Copy every line of the items below that contains the string "positive". Matching is case-sensitive.
━━ THE RECORDS ━━
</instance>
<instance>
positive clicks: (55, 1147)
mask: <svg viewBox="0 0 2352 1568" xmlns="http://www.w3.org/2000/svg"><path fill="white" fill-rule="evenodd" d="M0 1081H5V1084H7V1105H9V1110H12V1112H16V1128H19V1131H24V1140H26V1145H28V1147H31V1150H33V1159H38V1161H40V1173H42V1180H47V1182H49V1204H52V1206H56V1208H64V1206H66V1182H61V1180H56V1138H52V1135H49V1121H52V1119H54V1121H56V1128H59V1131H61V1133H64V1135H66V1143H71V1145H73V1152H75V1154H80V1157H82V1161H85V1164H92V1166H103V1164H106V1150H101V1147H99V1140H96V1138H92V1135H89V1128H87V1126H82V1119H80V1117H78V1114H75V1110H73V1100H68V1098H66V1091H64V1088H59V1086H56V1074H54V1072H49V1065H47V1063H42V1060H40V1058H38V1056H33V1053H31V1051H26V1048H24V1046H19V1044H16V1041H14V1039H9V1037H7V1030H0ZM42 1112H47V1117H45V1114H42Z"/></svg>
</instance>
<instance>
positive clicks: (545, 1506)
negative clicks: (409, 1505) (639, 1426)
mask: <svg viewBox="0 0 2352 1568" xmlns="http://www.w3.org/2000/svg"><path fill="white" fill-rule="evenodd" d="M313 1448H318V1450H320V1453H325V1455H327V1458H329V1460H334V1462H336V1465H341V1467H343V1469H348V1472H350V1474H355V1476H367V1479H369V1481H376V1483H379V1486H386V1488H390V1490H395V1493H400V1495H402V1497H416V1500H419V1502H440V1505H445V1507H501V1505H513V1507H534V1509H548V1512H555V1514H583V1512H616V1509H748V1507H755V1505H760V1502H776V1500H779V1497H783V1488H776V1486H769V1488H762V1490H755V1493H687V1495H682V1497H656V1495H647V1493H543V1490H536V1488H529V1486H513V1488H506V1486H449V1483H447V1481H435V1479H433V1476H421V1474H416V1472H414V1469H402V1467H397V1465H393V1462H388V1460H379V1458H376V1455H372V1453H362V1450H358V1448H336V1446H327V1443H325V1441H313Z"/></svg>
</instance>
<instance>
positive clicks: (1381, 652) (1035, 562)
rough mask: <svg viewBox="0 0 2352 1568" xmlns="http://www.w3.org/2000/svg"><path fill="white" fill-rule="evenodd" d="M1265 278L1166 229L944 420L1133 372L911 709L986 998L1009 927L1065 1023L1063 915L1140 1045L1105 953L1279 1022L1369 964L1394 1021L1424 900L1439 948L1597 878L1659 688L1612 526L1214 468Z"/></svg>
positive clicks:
━━━
- _TASK RESPONSE_:
positive clicks: (55, 1147)
positive clicks: (545, 1506)
positive clicks: (1381, 652) (1035, 562)
positive clicks:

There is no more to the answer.